### RECORD LIST
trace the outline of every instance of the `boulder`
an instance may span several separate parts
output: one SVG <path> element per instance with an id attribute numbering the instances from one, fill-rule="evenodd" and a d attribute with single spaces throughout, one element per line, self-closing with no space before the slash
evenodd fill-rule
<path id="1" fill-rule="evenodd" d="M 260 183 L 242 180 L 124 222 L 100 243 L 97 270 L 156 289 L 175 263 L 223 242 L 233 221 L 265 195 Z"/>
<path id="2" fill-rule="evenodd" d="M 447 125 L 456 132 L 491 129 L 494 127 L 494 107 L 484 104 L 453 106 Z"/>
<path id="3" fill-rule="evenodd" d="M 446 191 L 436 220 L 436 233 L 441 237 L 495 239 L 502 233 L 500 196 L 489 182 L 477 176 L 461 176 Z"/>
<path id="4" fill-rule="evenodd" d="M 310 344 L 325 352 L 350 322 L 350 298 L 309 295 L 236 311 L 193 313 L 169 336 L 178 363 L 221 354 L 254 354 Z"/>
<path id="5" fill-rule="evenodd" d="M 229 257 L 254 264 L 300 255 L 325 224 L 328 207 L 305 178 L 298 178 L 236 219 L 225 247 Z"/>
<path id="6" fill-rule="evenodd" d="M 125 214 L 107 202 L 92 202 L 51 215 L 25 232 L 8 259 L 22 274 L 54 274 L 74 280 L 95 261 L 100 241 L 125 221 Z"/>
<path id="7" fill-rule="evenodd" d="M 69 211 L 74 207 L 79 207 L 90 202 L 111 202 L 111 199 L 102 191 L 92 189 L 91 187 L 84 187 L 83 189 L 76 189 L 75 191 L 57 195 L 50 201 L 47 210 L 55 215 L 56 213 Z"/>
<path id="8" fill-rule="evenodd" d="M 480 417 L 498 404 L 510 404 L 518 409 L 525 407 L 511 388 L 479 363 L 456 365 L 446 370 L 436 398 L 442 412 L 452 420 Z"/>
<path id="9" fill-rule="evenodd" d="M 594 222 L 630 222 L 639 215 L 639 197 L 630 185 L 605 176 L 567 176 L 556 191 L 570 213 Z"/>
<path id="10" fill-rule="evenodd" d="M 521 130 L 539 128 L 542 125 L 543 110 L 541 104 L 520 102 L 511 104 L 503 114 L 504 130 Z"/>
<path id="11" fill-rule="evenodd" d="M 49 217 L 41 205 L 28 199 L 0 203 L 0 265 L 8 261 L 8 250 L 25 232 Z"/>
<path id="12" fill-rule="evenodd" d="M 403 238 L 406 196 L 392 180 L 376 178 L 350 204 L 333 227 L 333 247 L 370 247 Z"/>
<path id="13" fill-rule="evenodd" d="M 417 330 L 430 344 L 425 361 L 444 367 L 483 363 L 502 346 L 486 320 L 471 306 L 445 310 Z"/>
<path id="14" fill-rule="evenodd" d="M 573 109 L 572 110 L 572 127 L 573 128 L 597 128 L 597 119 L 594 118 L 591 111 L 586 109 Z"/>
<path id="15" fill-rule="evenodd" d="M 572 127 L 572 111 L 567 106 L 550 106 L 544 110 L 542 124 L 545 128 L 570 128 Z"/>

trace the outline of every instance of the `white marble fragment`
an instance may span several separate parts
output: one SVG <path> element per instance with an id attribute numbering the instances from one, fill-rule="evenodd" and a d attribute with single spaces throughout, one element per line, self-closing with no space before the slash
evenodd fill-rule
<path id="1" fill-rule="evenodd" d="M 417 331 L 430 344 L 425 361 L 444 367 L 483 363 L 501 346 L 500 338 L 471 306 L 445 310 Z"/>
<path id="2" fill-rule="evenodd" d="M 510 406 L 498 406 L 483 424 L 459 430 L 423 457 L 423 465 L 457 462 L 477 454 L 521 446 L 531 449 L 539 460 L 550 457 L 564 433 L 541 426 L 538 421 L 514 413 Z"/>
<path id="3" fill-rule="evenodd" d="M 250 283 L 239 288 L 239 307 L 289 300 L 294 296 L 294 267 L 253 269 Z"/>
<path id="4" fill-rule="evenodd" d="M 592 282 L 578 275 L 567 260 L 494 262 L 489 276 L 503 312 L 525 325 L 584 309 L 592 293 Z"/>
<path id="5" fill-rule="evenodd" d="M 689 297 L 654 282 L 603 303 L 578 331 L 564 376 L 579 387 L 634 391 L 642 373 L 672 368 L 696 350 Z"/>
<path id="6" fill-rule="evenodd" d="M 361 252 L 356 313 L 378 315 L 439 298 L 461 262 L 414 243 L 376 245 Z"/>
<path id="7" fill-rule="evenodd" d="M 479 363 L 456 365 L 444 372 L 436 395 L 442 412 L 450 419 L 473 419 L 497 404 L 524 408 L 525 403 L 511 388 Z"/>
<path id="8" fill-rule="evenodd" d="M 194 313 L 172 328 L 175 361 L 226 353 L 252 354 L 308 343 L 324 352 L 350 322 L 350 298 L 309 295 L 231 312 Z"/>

### GOAL
Can you give the stretch from the start of the records through the line containing "125 214 L 107" as a Markdown table with a column Row for the row number and a column Entry for the line, leaving out blank lines?

### ANSWER TO THE EXERCISE
| Row | Entry |
|---|---|
| 1 | trace the outline of every instance of the `boulder` |
| 2 | an instance may span several separate parts |
| 3 | output: one SVG <path> element per instance with an id attribute numbering the instances from one, fill-rule="evenodd" and a d attribute with single spaces throughout, one element per line, self-closing with no space before the slash |
| 4 | evenodd fill-rule |
| 5 | <path id="1" fill-rule="evenodd" d="M 260 183 L 242 180 L 124 222 L 100 243 L 97 270 L 156 289 L 175 263 L 223 242 L 233 221 L 265 195 Z"/> |
| 6 | <path id="2" fill-rule="evenodd" d="M 447 125 L 456 132 L 491 129 L 494 127 L 494 107 L 484 104 L 453 106 Z"/> |
| 7 | <path id="3" fill-rule="evenodd" d="M 446 191 L 436 220 L 436 233 L 441 237 L 495 239 L 502 233 L 500 196 L 489 182 L 477 176 L 461 176 Z"/> |
| 8 | <path id="4" fill-rule="evenodd" d="M 310 344 L 325 352 L 350 322 L 350 298 L 309 295 L 236 311 L 193 313 L 169 336 L 178 363 L 221 354 L 254 354 Z"/> |
| 9 | <path id="5" fill-rule="evenodd" d="M 229 257 L 254 264 L 300 255 L 325 224 L 328 207 L 305 178 L 298 178 L 236 219 L 225 247 Z"/> |
| 10 | <path id="6" fill-rule="evenodd" d="M 125 214 L 107 202 L 92 202 L 51 215 L 25 232 L 8 259 L 22 274 L 54 274 L 74 280 L 95 261 L 100 241 L 125 221 Z"/> |